Saturday, June 29, 2013

The Enemy Within

written by: Richard Matheson
Watch online on CBS.com (limited by region) 

Richard Matheson passed away while I was writing this post. I dedicate this small work to his memory in thanks for the many hours of enjoyment that his work has brought me over the years. 

‘The Enemy Within’ was contributed by prolific Twilight Zone writer Richard Matheson. On that show, Matheson had provided William Shatner with one of his other most memorable roles: Bob Wilson, a nervous air traveller having a ‘Nightmare at 20,000 Feet’. ‘The Enemy Within’ provided more great character moments for Shatner.

‘The Enemy Within’ also marked the (unscripted) debut of the Vulcan nerve pinch, improvised by Leonard Nimoy. It went on to become a signature part of Spock’s character.

Premise

An accident with the transporter creates a physical duplicate of Kirk and splits his personality between the two bodies. While ‘evil Kirk’ assaults crewmembers and creates minor mayhem around the ship, ‘good Kirk’ finds his decision-making powers gradually slipping away.

To put extra time pressure on the protagonists to solve this problem, a landing party is freezing to death on planet Alfa 177 below, with the transporter out of action.[1]

Themes

This episode is one of Star Trek’s answers to the question of what it means to be human. As Spock puts it:
‘We have here an unusual opportunity to appraise the human mind, or to examine, in Earth terms, the roles of good and evil in a man. His negative side, which you call hostility, lust, violence, and his positive side, which Earth people express as compassion, love, tenderness.’

A Spock goes on to say a few lines later, a dichotomy of good an evil is rather too simplistic here, since the accident also gives Spock and McCoy the chance to observe:
‘What is it that makes one man an exceptional leader? We see indications that it’s his negative side which makes him strong, that his “evil side”, if you will—properly controlled and disciplined—is vital to his strength.’ 

The mind: Intellect vs emotion

The idea that the human psyche is composed of multiple elements that might at times be at odds with one another is at least as old as Plato.[2] The two-way split in Kirk is immediately obvious: ‘good’ against ‘evil’, aggressiveness against empathy. However, this story is really about a three-way split, because both McCoy and Spock understand ‘intellect’ or ‘intelligence’ as separate from the emotions; it is the aspect of the psyche that holds the two conflicting sets of emotions together. McCoy sees it first:
‘You have your intellect, Jim. You can fight with that!’

Then, in another scene:
‘GOOD’ KIRK: What do I have?

Saved entries:
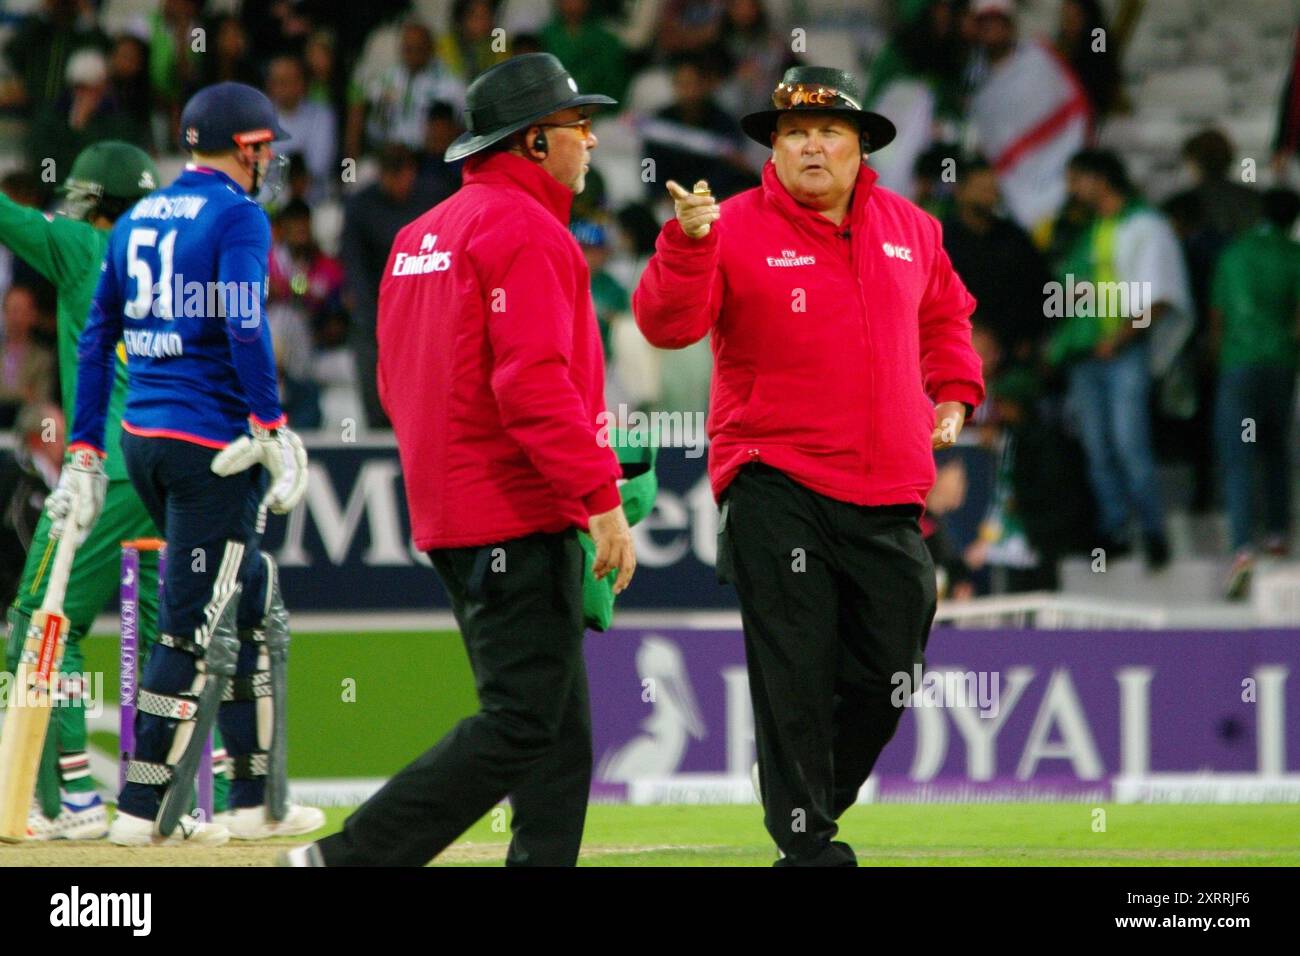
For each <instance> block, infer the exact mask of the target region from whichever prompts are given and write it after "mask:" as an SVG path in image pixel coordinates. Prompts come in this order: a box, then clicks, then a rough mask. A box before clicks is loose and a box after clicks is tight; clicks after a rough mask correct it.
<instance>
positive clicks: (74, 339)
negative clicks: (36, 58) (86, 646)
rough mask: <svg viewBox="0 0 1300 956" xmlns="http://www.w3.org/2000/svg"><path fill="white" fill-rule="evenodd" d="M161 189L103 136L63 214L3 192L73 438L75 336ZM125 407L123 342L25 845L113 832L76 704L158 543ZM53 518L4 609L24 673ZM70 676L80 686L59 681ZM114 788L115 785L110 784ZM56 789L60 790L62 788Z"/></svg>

* [Exercise requirements]:
Copy the entire blog post on "The Enemy Within" above, word for word, keeping every line as it appears.

* [Task response]:
Saturday, June 29, 2013

The Enemy Within

written by: Richard Matheson
Watch online on CBS.com (limited by region) 

Richard Matheson passed away while I was writing this post. I dedicate this small work to his memory in thanks for the many hours of enjoyment that his work has brought me over the years. 

‘The Enemy Within’ was contributed by prolific Twilight Zone writer Richard Matheson. On that show, Matheson had provided William Shatner with one of his other most memorable roles: Bob Wilson, a nervous air traveller having a ‘Nightmare at 20,000 Feet’. ‘The Enemy Within’ provided more great character moments for Shatner.

‘The Enemy Within’ also marked the (unscripted) debut of the Vulcan nerve pinch, improvised by Leonard Nimoy. It went on to become a signature part of Spock’s character.

Premise

An accident with the transporter creates a physical duplicate of Kirk and splits his personality between the two bodies. While ‘evil Kirk’ assaults crewmembers and creates minor mayhem around the ship, ‘good Kirk’ finds his decision-making powers gradually slipping away.

To put extra time pressure on the protagonists to solve this problem, a landing party is freezing to death on planet Alfa 177 below, with the transporter out of action.[1]

Themes

This episode is one of Star Trek’s answers to the question of what it means to be human. As Spock puts it:
‘We have here an unusual opportunity to appraise the human mind, or to examine, in Earth terms, the roles of good and evil in a man. His negative side, which you call hostility, lust, violence, and his positive side, which Earth people express as compassion, love, tenderness.’

A Spock goes on to say a few lines later, a dichotomy of good an evil is rather too simplistic here, since the accident also gives Spock and McCoy the chance to observe:
‘What is it that makes one man an exceptional leader? We see indications that it’s his negative side which makes him strong, that his “evil side”, if you will—properly controlled and disciplined—is vital to his strength.’ 

The mind: Intellect vs emotion

The idea that the human psyche is composed of multiple elements that might at times be at odds with one another is at least as old as Plato.[2] The two-way split in Kirk is immediately obvious: ‘good’ against ‘evil’, aggressiveness against empathy. However, this story is really about a three-way split, because both McCoy and Spock understand ‘intellect’ or ‘intelligence’ as separate from the emotions; it is the aspect of the psyche that holds the two conflicting sets of emotions together. McCoy sees it first:
‘You have your intellect, Jim. You can fight with that!’

Then, in another scene:
‘GOOD’ KIRK: What do I have?